:: Excerpt provided
Background: Traditionally, mutational burden and mutational signatures have been assessed by tumor-normal pair DNA sequencing. The requirement of having both normal and tumor samples is not always feasible from a clinical perspective, and led us to investigate the efficacy of using RNA sequencing of only the tumor sample to determine the mutational burden and signatures, and subsequently molecular cause of the cancer. The potential advantages include reducing the cost of testing, and simultaneously providing information on the gene expression profile and gene fusions present in the tumor.
::::
** Task item A **
How would you say this sentence from the passage on tumor-only RNA sequencing in Spanish: "The potential advantages include reducing the cost of testing, and simultaneously providing information on the gene expression profile and gene fusions present in the tumor."
** Task item B **
Can you recast the paragraph starting "Background: Traditionally, mutational burden" from the passage on tumor-only RNA sequencing as a short bulleted list that keeps its main facts?
** Task item C **
Could you extend the passage on tumor-only RNA sequencing for mutational burden, starting right after its final sentence?
:: Dataset entries
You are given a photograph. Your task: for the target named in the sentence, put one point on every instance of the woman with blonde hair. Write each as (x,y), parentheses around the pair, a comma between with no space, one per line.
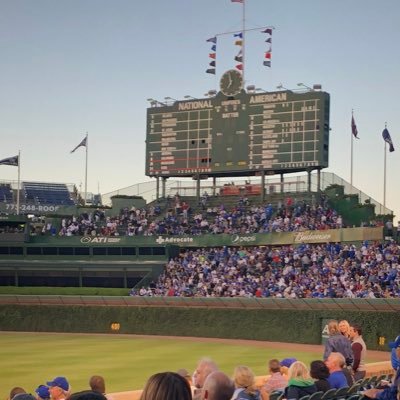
(244,381)
(344,328)
(338,343)
(300,382)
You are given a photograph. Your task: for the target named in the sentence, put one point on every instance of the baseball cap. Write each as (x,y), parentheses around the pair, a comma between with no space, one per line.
(59,381)
(24,396)
(43,392)
(395,344)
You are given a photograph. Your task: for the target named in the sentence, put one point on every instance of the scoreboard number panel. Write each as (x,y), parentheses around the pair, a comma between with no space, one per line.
(243,134)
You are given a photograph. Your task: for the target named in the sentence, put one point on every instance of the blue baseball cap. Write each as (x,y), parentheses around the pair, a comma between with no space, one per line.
(43,392)
(395,344)
(60,382)
(287,362)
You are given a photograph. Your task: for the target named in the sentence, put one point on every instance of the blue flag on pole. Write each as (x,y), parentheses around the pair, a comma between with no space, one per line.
(14,161)
(82,143)
(388,139)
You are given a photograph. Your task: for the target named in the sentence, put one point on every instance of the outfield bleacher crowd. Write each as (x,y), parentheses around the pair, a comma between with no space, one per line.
(332,270)
(178,218)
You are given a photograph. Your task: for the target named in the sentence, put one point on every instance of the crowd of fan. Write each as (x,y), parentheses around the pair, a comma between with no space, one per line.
(339,270)
(179,219)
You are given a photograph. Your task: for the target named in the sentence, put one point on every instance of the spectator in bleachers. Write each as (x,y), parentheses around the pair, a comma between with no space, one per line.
(338,343)
(299,382)
(59,388)
(166,386)
(335,363)
(98,384)
(323,270)
(42,392)
(359,351)
(244,381)
(16,391)
(217,386)
(276,381)
(320,373)
(344,328)
(204,368)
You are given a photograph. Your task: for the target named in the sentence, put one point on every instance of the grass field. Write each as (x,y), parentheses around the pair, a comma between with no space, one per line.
(30,359)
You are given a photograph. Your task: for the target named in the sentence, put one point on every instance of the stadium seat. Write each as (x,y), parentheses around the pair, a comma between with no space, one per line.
(316,396)
(276,395)
(353,389)
(341,393)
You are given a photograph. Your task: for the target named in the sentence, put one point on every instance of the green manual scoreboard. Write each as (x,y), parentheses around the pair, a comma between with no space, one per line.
(243,134)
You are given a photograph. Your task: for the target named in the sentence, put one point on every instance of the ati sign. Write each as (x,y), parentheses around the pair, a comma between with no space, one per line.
(236,239)
(99,240)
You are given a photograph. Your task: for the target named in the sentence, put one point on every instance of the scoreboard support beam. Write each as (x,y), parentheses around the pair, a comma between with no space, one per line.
(214,185)
(319,180)
(198,188)
(163,183)
(157,187)
(262,186)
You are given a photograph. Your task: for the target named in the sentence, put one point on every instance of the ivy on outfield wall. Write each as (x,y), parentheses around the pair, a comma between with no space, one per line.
(272,325)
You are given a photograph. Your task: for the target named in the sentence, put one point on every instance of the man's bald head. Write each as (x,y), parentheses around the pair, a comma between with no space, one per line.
(217,386)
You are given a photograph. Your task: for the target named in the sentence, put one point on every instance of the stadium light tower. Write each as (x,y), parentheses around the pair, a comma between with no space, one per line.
(170,99)
(280,86)
(155,103)
(253,89)
(210,93)
(305,86)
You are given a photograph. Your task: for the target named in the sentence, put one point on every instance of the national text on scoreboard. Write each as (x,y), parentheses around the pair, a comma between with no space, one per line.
(274,132)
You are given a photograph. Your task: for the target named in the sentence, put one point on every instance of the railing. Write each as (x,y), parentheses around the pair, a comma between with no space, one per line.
(379,305)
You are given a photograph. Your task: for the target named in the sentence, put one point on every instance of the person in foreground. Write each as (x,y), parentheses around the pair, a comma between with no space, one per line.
(389,392)
(300,383)
(243,378)
(217,386)
(320,372)
(337,378)
(166,386)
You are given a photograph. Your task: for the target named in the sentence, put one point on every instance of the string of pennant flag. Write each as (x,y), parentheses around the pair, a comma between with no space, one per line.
(238,41)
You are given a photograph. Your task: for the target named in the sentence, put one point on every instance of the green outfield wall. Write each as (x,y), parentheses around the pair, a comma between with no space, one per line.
(285,325)
(253,239)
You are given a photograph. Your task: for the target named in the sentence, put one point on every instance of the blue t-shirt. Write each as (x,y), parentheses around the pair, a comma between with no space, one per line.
(337,380)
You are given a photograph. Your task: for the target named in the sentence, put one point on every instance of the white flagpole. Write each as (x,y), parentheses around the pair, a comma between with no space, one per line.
(351,157)
(243,40)
(19,180)
(87,145)
(384,175)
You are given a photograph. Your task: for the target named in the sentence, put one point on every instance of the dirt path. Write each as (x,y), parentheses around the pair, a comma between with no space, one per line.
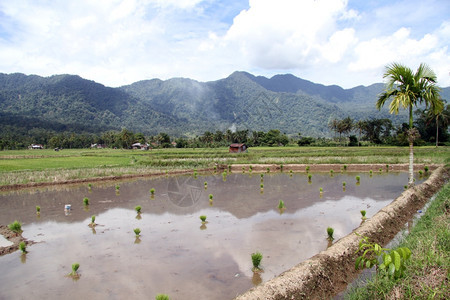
(329,272)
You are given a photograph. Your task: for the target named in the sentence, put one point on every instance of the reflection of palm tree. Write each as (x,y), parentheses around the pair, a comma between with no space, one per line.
(408,89)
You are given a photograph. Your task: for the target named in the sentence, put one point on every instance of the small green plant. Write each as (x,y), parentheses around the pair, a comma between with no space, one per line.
(363,214)
(256,260)
(330,232)
(23,247)
(162,297)
(75,268)
(137,231)
(392,261)
(15,226)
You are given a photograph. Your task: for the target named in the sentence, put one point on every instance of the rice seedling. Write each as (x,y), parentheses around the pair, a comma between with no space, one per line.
(15,226)
(75,268)
(330,233)
(138,209)
(363,214)
(23,247)
(137,231)
(256,261)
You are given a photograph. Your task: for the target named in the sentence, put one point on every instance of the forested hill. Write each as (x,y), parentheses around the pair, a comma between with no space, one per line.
(181,106)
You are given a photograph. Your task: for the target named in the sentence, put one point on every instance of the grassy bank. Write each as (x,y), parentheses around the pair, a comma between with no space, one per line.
(427,271)
(34,166)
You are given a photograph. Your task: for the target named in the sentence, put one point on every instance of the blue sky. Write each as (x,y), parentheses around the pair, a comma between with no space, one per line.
(117,42)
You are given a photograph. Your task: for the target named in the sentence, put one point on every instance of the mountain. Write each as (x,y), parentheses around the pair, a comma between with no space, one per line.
(181,106)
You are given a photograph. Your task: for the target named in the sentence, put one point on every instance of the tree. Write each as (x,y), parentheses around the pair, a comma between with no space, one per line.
(408,89)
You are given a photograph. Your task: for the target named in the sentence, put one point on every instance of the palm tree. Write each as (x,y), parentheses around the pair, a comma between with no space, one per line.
(408,89)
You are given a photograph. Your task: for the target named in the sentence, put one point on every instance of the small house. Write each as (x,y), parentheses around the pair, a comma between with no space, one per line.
(238,148)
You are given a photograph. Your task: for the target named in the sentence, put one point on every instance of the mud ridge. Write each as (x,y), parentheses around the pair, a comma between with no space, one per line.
(329,272)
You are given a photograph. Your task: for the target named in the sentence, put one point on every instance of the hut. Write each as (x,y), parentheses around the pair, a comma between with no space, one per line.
(238,148)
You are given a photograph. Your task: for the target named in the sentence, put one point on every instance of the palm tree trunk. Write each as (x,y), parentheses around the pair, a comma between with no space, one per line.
(437,130)
(411,150)
(411,164)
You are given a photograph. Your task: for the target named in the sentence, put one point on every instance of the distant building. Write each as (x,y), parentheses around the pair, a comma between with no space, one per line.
(140,146)
(238,148)
(36,146)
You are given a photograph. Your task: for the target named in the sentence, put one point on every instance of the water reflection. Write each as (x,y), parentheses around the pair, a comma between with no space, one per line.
(175,256)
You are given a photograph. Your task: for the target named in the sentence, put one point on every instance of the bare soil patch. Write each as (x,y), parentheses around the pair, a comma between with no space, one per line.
(329,272)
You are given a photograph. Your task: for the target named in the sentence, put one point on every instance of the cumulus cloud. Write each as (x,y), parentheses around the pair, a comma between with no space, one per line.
(118,42)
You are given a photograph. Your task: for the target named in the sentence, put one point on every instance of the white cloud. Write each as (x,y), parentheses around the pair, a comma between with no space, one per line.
(121,41)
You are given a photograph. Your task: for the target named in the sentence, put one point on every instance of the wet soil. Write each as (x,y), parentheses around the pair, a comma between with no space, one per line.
(329,272)
(319,277)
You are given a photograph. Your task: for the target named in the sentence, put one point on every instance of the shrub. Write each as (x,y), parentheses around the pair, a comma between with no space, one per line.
(330,232)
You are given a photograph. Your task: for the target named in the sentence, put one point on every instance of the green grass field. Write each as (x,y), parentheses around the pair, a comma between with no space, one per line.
(25,166)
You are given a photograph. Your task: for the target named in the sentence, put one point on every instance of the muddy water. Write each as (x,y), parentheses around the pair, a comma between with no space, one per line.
(176,254)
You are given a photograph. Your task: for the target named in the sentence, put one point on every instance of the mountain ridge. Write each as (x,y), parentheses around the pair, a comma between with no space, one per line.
(183,106)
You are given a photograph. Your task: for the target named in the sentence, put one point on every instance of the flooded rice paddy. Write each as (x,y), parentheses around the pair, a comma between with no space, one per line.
(176,254)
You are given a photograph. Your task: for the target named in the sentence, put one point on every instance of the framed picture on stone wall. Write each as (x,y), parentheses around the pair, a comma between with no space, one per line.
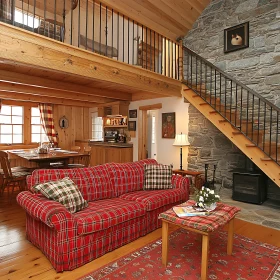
(236,37)
(168,125)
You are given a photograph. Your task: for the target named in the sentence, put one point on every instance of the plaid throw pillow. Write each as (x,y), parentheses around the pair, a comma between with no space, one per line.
(157,177)
(65,192)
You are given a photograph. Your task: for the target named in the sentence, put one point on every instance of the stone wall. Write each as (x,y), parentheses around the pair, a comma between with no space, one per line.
(257,66)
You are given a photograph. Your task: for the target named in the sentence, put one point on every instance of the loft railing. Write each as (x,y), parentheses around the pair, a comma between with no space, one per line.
(249,112)
(92,26)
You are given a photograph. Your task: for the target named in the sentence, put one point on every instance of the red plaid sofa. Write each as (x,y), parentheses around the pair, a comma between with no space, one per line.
(119,211)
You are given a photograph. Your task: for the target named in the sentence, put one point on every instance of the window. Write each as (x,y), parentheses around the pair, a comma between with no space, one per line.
(37,132)
(97,127)
(11,124)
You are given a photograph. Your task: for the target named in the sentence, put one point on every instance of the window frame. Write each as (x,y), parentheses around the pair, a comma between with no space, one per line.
(26,125)
(94,115)
(12,124)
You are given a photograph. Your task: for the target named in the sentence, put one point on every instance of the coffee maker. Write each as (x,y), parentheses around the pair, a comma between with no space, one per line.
(111,136)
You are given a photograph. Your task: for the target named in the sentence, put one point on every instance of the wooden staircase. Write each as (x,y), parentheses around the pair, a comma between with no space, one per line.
(237,136)
(244,116)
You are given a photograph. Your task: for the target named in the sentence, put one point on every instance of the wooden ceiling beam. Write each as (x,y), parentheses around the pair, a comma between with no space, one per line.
(189,5)
(24,47)
(167,12)
(24,79)
(172,12)
(143,16)
(145,95)
(205,3)
(47,92)
(50,6)
(10,95)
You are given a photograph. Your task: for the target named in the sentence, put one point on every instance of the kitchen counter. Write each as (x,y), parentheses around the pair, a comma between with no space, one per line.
(104,152)
(107,144)
(104,144)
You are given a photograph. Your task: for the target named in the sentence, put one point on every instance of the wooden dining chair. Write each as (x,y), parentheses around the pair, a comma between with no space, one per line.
(83,160)
(11,177)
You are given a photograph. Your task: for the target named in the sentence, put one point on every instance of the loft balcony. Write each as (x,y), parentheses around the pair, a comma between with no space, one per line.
(86,47)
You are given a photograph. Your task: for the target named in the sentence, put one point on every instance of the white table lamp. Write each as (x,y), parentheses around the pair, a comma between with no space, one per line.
(180,141)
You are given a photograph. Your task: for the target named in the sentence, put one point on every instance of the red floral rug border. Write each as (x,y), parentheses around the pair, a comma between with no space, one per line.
(113,266)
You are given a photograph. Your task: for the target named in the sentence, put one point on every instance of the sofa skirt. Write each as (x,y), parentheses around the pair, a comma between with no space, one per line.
(67,251)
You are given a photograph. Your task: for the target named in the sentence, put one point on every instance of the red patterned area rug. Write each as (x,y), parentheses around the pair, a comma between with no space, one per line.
(250,260)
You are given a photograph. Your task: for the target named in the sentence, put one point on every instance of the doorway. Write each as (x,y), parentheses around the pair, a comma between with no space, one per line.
(152,121)
(144,135)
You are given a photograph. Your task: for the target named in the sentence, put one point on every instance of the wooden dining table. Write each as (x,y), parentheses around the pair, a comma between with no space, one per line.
(45,160)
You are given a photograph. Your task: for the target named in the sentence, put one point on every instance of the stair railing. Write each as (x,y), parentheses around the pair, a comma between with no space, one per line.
(249,112)
(95,27)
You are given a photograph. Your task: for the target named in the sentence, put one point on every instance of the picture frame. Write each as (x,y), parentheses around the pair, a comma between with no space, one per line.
(132,114)
(168,125)
(236,37)
(131,125)
(63,122)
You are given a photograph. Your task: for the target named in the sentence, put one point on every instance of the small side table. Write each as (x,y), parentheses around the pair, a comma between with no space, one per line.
(197,178)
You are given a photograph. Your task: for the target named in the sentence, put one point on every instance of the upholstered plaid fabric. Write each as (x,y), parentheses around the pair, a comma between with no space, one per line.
(128,177)
(66,250)
(40,208)
(93,182)
(157,177)
(219,217)
(156,198)
(65,192)
(103,214)
(62,237)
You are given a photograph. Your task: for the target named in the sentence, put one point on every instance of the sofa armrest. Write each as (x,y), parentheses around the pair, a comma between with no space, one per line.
(179,181)
(40,208)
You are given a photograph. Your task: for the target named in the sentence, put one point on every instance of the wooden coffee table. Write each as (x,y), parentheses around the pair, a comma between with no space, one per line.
(222,215)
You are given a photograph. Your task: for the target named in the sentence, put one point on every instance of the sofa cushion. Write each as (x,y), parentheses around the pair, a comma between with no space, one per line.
(65,192)
(157,177)
(128,177)
(157,198)
(93,182)
(103,214)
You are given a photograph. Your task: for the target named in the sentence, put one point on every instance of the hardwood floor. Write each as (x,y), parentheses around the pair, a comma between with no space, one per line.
(20,260)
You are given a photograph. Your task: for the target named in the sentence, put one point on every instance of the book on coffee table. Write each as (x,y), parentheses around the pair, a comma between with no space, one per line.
(189,211)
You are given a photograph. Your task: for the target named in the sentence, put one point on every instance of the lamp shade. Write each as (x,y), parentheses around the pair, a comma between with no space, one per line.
(181,140)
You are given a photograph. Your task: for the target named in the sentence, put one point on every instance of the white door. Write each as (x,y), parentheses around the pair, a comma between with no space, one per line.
(151,134)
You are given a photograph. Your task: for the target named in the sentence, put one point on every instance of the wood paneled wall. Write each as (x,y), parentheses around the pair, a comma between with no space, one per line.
(79,125)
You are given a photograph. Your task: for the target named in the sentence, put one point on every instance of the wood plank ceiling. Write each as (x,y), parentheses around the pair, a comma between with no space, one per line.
(24,82)
(171,18)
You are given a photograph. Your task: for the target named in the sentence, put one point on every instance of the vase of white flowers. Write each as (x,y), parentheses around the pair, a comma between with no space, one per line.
(206,198)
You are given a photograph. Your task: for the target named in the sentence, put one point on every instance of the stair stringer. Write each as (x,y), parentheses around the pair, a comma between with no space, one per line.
(270,168)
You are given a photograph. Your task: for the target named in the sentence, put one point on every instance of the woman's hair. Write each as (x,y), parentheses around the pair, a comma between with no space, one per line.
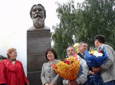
(100,38)
(9,51)
(52,50)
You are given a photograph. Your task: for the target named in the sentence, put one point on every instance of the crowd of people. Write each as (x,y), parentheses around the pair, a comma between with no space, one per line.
(12,73)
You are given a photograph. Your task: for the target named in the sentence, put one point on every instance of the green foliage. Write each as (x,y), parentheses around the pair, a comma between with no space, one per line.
(90,18)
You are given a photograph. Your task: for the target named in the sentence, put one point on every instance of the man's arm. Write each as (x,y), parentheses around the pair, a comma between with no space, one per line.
(107,63)
(83,72)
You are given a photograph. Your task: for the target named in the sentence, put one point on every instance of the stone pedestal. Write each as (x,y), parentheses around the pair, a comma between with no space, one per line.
(38,41)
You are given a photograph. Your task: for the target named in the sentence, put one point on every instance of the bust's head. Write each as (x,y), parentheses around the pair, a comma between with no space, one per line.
(38,15)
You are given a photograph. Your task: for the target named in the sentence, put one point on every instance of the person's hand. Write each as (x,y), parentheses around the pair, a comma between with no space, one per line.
(91,73)
(28,83)
(46,84)
(72,83)
(96,70)
(52,84)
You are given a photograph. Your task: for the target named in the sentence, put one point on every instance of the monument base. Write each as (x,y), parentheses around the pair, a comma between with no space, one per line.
(38,41)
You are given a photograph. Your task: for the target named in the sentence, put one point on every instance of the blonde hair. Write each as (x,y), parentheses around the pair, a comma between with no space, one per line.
(9,51)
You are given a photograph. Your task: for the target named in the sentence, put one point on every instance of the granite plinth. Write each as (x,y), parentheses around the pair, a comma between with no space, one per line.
(38,41)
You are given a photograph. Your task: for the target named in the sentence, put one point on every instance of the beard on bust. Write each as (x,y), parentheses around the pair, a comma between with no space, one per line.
(38,22)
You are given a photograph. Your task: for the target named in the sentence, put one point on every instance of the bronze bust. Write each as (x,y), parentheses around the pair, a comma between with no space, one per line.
(38,15)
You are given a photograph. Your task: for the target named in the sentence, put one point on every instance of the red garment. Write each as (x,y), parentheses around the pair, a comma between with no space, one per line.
(12,74)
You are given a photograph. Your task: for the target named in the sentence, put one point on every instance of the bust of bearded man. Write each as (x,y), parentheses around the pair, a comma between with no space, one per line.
(38,15)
::::
** Answer area A **
Las posibles ventajas incluyen la reducción del costo de las pruebas y, al mismo tiempo, la obtención de información sobre el perfil de expresión génica y las fusiones génicas presentes en el tumor.

** Answer area B **
- Mutational burden and mutational signatures have traditionally been assessed by tumor-normal pair DNA sequencing.
- Obtaining both normal and tumor samples is not always clinically feasible.
- This prompted an investigation into whether RNA sequencing of the tumor sample alone can determine mutational burden, mutational signatures and the molecular cause of the cancer.
- Potential advantages include lower testing costs and simultaneous information on the tumor's gene expression profile and gene fusions.

** Answer area C **
Results: In this study, we devised supervised and unsupervised learning methods to determine mutational signatures from tumor RNA-seq data. As applications, we applied the methods to a training set of 587 TCGA uterine cancer RNAseq samples, and examined in an independent testing set of xxx TCGA colorectal cancer RNAseq samples. Both diseases are known associated with microsatellite instable high (MSI-H) and driver defects in DNA polymerase ɛ (POLɛ). From RNAseq called variants, we found majority (>95%) are likely germline variants, leading to C>T enriched germline variants (dbSNP) widely applicable in tumor and normal RNAseq samples. We found significant associations between RNA-derived mutational burdens and MSI/POLɛ status, and insignificant relationship between RNAseq total coverage and derived mutational burdens. Additionally we found that over 80% of variants could be explained by using the COSMIC mutational signature-5, -6 and -10, which are implicated in natural aging, MSI-H, and POLɛ, respectively. For classifying tumor type, within UCEC we achieved a recall of 0.56 and 0.78, and specificity of 0.66 and 0.99 for MSI and POLɛ respectively. By applying learnt RNA signatures from UCEC to COAD, we were able to improve our classification of both MSI and POLɛ.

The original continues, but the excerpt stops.